Arbeitsaufträge:
1 – Beantworten Sie anhand des Ausgangstexts über Nexr, Q.beyond und Home24 die folgenden Fragen:
(a) In welcher Spanne soll der Umsatz von Nexr im Jahr 2021 liegen?
(b) Welcher Anteil der Umsätze von Q.beyond ist über mittelfristig laufende Verträge abgesichert?
(c) Um wie viel Prozent soll der Umsatz von Home24 im Jahr 2021 steigen?
2 – Schreiben Sie den Text über die Aktien von Nexr, Q.beyond und Home24 im Anschluss an seinen letzten Satz weiter.

Ausgangstext:
Noch steckt das Geschäft in den Kinderschuhen. Doch große Konzerne wie Alphabet oder Facebook investieren viel Geld in Virtual Reality. Ob Nexr ein Profiteur wird, bleibt abzuwarten. Der Umsatz wird 2021 noch mickrig sein und zwischen 1,5 und drei Millionen Euro liegen. Bis Mitte 2022 sei man durchfinanziert, und danach sehe es nicht schlecht aus, sagte CEO Markus Peuler auf der Veranstaltung.

Auch Q.beyond profitiert von der zunehmenden Digitalisierung. Vor allem für Mittelständler bieten die Kölner IT- und Cloud-Lösungen - auch über eigene Rechenzentren. Rund 80 Prozent der Umsätze sind über mittelfristig laufende Verträge abgesichert und wiederkehrend. Dies erleichtert die Planung und ist Grundlage für das Wachstum der Firma. Im kommenden Jahr sollen 200 Millionen Euro erlöst werden. Aufgrund der hohen Skalierung klettert mit jedem Euro Umsatz mehr das Ergebnis überproportional. Das sollte sich in der zweiten Jahreshälfte und im kommenden Jahr positiv auf den Aktienkurs auswirken.

Auf Wachstum getrimmt ist auch Home24. Dem Möbelhändler stehen virtuelle Welten ebenfalls gut: Immer mehr Menschen kaufen ihre Möbel im Internet ein. Über sogenannte Augmented Reality können Konsumenten diese zunächst über die Handykamera in 3-D in den heimischen vier Wänden ansehen. Der Markt ist riesig, und Home24 will daran partizipieren: Der Umsatz soll 2021 um 20 bis 40 Prozent klettern und das Ebitda positiv ausfallen. Der Fokus liegt allerdings klar auf Wachstum. Und dies bedingt ein hohes Marketingvolumen, das derzeit einen zweistelligen Prozentsatz vom Umsatz ausmacht. Gelingt es jedoch, dadurch die Markenbekanntheit deutlich zu steigern, könnten sich die Ausgaben lohnen.

Home24 ist eine spekulative Wette darauf, dass sich der Möbelmarkt noch stärker Richtung Internet verschiebt. Seit dem Hoch Anfang Februar hat der Titel deutlich nachgegeben. Auch weil es Verwerfungen in der Lieferkette gab und die Rohstoffpreise zuletzt stark gestiegen sind. Dies sollten lediglich temporäre Effekte sein. Anleger steigen wieder ein.

(Gespeicherte Einträge)
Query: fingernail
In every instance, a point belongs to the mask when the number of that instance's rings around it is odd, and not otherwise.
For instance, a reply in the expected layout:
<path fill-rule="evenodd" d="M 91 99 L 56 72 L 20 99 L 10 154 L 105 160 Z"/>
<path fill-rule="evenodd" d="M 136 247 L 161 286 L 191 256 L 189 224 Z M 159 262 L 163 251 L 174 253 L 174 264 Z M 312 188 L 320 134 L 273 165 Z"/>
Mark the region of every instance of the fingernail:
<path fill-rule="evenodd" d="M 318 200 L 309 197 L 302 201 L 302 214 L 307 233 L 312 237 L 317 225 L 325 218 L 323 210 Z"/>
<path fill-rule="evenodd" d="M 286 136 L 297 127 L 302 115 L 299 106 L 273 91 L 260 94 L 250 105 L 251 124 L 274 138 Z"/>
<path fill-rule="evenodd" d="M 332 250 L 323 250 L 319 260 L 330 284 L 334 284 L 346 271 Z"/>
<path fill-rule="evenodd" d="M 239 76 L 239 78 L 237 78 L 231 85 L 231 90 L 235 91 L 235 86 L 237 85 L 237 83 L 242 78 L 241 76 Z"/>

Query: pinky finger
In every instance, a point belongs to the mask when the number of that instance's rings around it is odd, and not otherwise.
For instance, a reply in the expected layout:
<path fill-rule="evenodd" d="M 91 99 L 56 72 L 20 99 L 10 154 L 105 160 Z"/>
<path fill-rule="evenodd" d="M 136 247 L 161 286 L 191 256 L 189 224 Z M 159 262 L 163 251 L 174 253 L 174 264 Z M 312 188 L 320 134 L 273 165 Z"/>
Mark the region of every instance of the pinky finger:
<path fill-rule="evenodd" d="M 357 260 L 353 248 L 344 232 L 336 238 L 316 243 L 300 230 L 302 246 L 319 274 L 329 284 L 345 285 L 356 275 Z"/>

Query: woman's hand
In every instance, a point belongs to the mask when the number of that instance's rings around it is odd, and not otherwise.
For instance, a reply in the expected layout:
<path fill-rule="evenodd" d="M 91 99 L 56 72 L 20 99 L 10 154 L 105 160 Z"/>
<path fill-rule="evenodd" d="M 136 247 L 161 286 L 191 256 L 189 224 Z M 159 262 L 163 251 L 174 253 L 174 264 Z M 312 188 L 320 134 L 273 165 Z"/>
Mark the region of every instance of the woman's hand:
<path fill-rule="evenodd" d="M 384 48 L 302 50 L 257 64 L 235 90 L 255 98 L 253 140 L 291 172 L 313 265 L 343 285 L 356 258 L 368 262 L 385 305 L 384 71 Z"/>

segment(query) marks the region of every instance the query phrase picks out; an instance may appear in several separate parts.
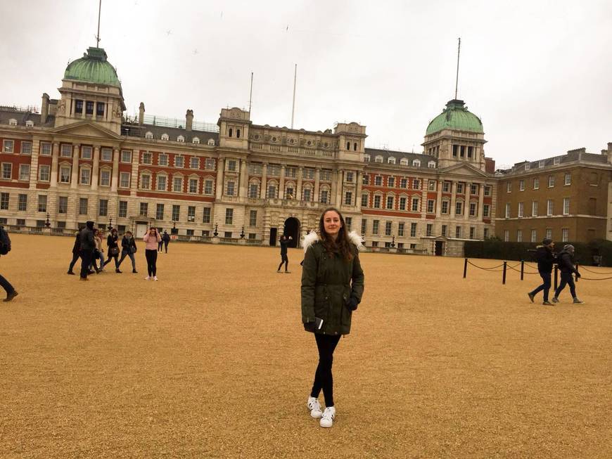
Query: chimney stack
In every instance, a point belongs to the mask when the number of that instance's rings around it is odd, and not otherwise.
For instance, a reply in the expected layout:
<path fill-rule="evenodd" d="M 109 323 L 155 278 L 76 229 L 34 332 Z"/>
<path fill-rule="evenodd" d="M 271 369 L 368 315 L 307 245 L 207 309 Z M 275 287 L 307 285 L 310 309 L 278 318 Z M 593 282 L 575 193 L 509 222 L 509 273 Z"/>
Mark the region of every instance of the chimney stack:
<path fill-rule="evenodd" d="M 49 94 L 42 93 L 42 102 L 40 104 L 40 124 L 44 124 L 49 116 Z"/>
<path fill-rule="evenodd" d="M 187 110 L 187 113 L 185 115 L 185 130 L 191 131 L 193 125 L 193 110 Z"/>
<path fill-rule="evenodd" d="M 142 126 L 144 124 L 144 103 L 141 102 L 138 107 L 138 124 Z"/>

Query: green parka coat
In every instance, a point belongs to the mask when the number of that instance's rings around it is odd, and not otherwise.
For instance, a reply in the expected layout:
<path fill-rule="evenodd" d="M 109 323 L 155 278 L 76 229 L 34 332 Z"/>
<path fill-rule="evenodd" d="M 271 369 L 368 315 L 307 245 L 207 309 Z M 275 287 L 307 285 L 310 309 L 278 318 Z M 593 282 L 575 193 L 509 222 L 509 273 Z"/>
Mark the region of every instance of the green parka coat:
<path fill-rule="evenodd" d="M 348 303 L 352 297 L 359 304 L 364 292 L 364 271 L 359 263 L 361 238 L 351 232 L 349 239 L 353 259 L 347 261 L 337 254 L 328 253 L 321 239 L 311 232 L 304 240 L 305 254 L 302 269 L 302 322 L 323 319 L 316 333 L 348 335 L 352 311 Z"/>

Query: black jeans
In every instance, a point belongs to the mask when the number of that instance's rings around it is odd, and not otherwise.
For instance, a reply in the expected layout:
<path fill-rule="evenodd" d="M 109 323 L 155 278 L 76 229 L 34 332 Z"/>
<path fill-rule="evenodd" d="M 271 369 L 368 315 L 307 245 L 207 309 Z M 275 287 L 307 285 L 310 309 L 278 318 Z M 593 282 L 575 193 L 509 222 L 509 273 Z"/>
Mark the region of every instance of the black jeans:
<path fill-rule="evenodd" d="M 542 284 L 540 287 L 537 287 L 535 290 L 531 292 L 531 295 L 535 295 L 539 292 L 544 290 L 544 301 L 548 301 L 548 292 L 550 290 L 550 273 L 540 273 L 540 277 L 542 278 L 542 280 L 544 281 L 544 283 Z"/>
<path fill-rule="evenodd" d="M 87 278 L 92 258 L 94 258 L 93 250 L 81 250 L 81 278 L 84 279 Z"/>
<path fill-rule="evenodd" d="M 563 273 L 561 271 L 561 281 L 559 285 L 556 290 L 554 292 L 554 297 L 559 298 L 559 294 L 566 287 L 566 284 L 570 286 L 570 293 L 572 294 L 572 298 L 576 297 L 576 285 L 574 283 L 574 278 L 572 277 L 572 273 Z"/>
<path fill-rule="evenodd" d="M 146 271 L 149 277 L 157 276 L 158 251 L 147 249 L 144 251 L 144 256 L 146 257 Z"/>
<path fill-rule="evenodd" d="M 325 406 L 333 406 L 333 377 L 331 375 L 331 366 L 333 363 L 333 351 L 338 346 L 341 335 L 314 334 L 317 347 L 319 349 L 319 365 L 314 373 L 314 382 L 310 396 L 318 397 L 323 389 L 325 397 Z"/>
<path fill-rule="evenodd" d="M 11 285 L 11 283 L 5 279 L 4 276 L 1 275 L 0 275 L 0 285 L 2 285 L 2 288 L 6 290 L 6 295 L 13 293 L 15 291 L 15 288 Z"/>

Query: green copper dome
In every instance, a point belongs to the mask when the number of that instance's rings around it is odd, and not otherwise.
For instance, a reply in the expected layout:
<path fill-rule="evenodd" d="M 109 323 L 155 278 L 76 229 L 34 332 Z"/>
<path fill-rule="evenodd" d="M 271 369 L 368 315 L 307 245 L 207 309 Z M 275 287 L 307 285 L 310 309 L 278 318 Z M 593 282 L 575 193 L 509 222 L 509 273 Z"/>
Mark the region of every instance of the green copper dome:
<path fill-rule="evenodd" d="M 442 113 L 435 117 L 427 127 L 426 136 L 442 129 L 471 131 L 484 134 L 480 119 L 468 112 L 463 101 L 453 99 L 446 104 Z"/>
<path fill-rule="evenodd" d="M 121 87 L 115 67 L 106 60 L 102 48 L 89 48 L 87 54 L 73 60 L 66 67 L 64 79 Z"/>

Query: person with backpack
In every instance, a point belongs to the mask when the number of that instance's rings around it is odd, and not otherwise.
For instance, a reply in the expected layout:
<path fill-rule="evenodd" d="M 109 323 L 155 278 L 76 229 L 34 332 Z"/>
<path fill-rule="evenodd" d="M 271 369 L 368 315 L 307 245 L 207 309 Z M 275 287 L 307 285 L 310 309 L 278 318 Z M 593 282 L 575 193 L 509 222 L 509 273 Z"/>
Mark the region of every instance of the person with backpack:
<path fill-rule="evenodd" d="M 546 238 L 542 241 L 542 245 L 538 245 L 535 250 L 535 259 L 537 261 L 537 271 L 542 278 L 542 284 L 527 294 L 531 302 L 538 292 L 544 290 L 544 306 L 552 306 L 552 303 L 548 301 L 548 292 L 550 291 L 551 273 L 552 265 L 554 264 L 555 256 L 552 250 L 554 248 L 554 243 L 552 239 Z"/>
<path fill-rule="evenodd" d="M 11 238 L 8 237 L 8 233 L 4 227 L 0 226 L 0 255 L 6 255 L 9 252 L 11 252 Z M 6 297 L 3 301 L 13 301 L 13 299 L 18 295 L 15 287 L 1 274 L 0 274 L 0 285 L 2 285 L 2 288 L 6 292 Z"/>
<path fill-rule="evenodd" d="M 138 247 L 136 247 L 136 241 L 134 240 L 132 231 L 126 231 L 123 238 L 121 238 L 121 259 L 119 260 L 119 266 L 121 266 L 121 263 L 126 257 L 129 257 L 129 259 L 132 260 L 132 272 L 134 274 L 138 273 L 136 271 L 136 258 L 134 257 L 134 254 L 137 250 Z"/>

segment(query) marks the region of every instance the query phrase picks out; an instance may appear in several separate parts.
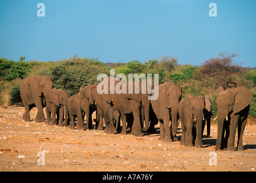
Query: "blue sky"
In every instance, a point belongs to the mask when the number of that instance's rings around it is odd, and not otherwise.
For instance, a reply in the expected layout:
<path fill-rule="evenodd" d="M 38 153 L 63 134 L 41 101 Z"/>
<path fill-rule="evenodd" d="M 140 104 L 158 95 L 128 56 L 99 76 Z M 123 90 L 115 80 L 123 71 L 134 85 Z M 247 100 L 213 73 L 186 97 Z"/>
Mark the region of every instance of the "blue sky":
<path fill-rule="evenodd" d="M 45 5 L 45 17 L 37 15 Z M 211 2 L 217 17 L 210 17 Z M 0 0 L 0 57 L 103 62 L 170 55 L 199 65 L 220 51 L 256 67 L 256 1 Z"/>

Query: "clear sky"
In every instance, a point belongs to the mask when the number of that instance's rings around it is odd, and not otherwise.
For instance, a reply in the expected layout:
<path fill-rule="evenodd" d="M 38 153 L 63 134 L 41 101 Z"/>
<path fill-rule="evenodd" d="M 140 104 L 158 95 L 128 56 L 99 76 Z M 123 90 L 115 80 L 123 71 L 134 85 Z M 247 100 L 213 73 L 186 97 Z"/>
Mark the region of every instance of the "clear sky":
<path fill-rule="evenodd" d="M 38 17 L 37 4 L 45 5 Z M 217 17 L 210 17 L 210 3 Z M 256 1 L 0 0 L 0 57 L 141 62 L 170 55 L 199 65 L 220 51 L 256 67 Z"/>

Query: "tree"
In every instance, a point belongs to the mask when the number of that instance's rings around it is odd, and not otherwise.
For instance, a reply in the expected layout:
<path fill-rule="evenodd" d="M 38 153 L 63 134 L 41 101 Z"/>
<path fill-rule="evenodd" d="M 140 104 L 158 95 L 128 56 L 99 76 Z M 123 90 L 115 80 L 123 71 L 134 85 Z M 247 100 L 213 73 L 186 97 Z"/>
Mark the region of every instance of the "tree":
<path fill-rule="evenodd" d="M 169 73 L 171 73 L 178 64 L 178 59 L 171 57 L 170 55 L 162 57 L 160 63 L 163 65 L 163 69 Z"/>
<path fill-rule="evenodd" d="M 192 78 L 196 67 L 191 65 L 180 65 L 176 67 L 176 70 L 172 72 L 170 77 L 172 82 L 186 82 Z"/>
<path fill-rule="evenodd" d="M 206 77 L 214 78 L 218 85 L 229 87 L 230 82 L 233 82 L 232 75 L 241 74 L 243 71 L 241 66 L 242 63 L 233 61 L 237 55 L 236 53 L 220 53 L 218 57 L 211 57 L 204 61 L 201 64 L 199 71 Z"/>

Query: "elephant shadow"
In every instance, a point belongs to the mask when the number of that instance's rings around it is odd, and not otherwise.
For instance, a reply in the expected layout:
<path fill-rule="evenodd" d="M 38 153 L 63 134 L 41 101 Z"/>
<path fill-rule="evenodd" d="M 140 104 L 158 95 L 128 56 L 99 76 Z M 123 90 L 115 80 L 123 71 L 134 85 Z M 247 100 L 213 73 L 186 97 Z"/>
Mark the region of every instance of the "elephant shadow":
<path fill-rule="evenodd" d="M 246 144 L 243 146 L 243 148 L 245 149 L 245 150 L 255 149 L 256 149 L 256 145 L 255 144 Z"/>
<path fill-rule="evenodd" d="M 214 146 L 216 145 L 216 142 L 217 140 L 216 138 L 203 138 L 203 144 L 204 145 L 204 148 L 208 148 L 211 146 Z"/>

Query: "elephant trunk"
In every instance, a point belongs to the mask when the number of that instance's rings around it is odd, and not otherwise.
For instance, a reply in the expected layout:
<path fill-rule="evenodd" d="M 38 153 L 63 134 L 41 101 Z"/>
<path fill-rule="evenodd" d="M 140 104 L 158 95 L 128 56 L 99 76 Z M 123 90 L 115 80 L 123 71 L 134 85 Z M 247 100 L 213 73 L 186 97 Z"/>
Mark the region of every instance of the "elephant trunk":
<path fill-rule="evenodd" d="M 149 106 L 150 101 L 146 100 L 144 102 L 144 110 L 145 114 L 145 128 L 143 129 L 143 130 L 146 132 L 148 130 L 149 128 Z"/>
<path fill-rule="evenodd" d="M 211 112 L 210 112 L 209 113 L 210 113 L 209 115 L 208 115 L 207 117 L 206 117 L 206 119 L 205 119 L 205 120 L 206 120 L 207 125 L 207 137 L 210 137 L 210 134 L 211 133 Z"/>
<path fill-rule="evenodd" d="M 198 114 L 195 116 L 196 119 L 196 137 L 195 141 L 195 146 L 197 148 L 203 147 L 202 134 L 203 134 L 203 114 Z"/>
<path fill-rule="evenodd" d="M 65 126 L 66 126 L 68 122 L 68 101 L 66 102 L 66 104 L 65 104 L 66 105 L 64 105 L 64 107 L 65 107 Z"/>
<path fill-rule="evenodd" d="M 174 141 L 176 141 L 176 134 L 177 133 L 178 128 L 178 106 L 179 104 L 179 101 L 175 101 L 171 105 L 171 114 L 172 114 L 172 124 L 171 124 L 171 132 L 172 134 L 172 137 L 174 138 Z"/>
<path fill-rule="evenodd" d="M 225 116 L 218 116 L 218 132 L 217 132 L 218 133 L 217 133 L 217 141 L 216 142 L 215 150 L 220 149 L 225 120 Z"/>

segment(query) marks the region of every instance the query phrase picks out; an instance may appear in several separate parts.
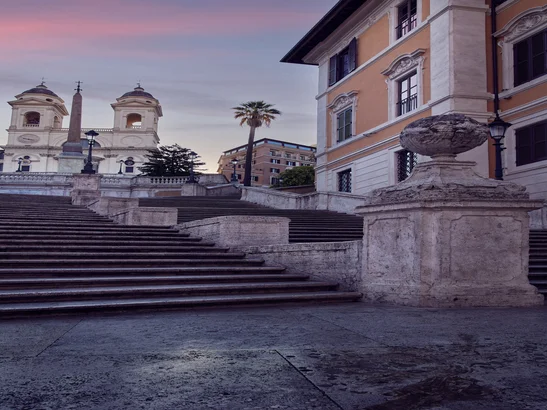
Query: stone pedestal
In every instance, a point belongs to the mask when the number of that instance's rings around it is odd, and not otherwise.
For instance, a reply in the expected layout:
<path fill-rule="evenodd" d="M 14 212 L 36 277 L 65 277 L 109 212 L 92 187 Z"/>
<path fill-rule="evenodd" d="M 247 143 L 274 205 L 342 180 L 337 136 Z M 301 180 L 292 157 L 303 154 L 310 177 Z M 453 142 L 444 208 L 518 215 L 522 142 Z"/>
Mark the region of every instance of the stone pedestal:
<path fill-rule="evenodd" d="M 411 201 L 358 208 L 363 293 L 411 306 L 539 306 L 528 282 L 537 201 Z"/>
<path fill-rule="evenodd" d="M 357 208 L 364 218 L 366 299 L 429 307 L 543 305 L 528 282 L 528 212 L 543 202 L 454 158 L 487 133 L 456 115 L 419 120 L 403 131 L 405 148 L 433 160 Z"/>
<path fill-rule="evenodd" d="M 74 174 L 70 197 L 74 205 L 88 206 L 101 196 L 101 178 L 97 174 Z"/>
<path fill-rule="evenodd" d="M 59 161 L 59 172 L 79 174 L 84 168 L 86 157 L 77 153 L 61 153 L 57 159 Z"/>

Schriftliche Antworten:
1 –
(a) Zwischen 1,5 und drei Millionen Euro.
(b) Rund 80 Prozent.
(c) Um 20 bis 40 Prozent.

2 –
Einen Transformationsprozess durchläuft auch das Onlinebanking: Hier drängen vor allem die sogenannten Neobroker in den Markt, die mit niedrigen Transaktionskosten locken. Insbesondere jüngere Anleger traden über diese Portale. Dazu zählt Wallstreet Online mit seinem Smartbroker. Längst ist das Unternehmen kein reines Finanzportal mehr. Einige Analysten gehen davon aus, dass sich die Zahl der Kunden bei Smartbroker bereits in diesem Jahr auf 160 ?000 Kunden verdoppeln könnte. Die Bewertungen für die Neo- broker schießen in die Höhe: So werden für den Wettbewerber Trade Republic, der eine Million Kunden hat, aktuell rund vier Milliarden Euro aufgerufen. Wallstreet Online ist hingegen lediglich 413 Millionen wert. Das starke Wachstum dürfte anhalten. Hinzu kommen das Plattformgeschäft und Umsätze über Werbung.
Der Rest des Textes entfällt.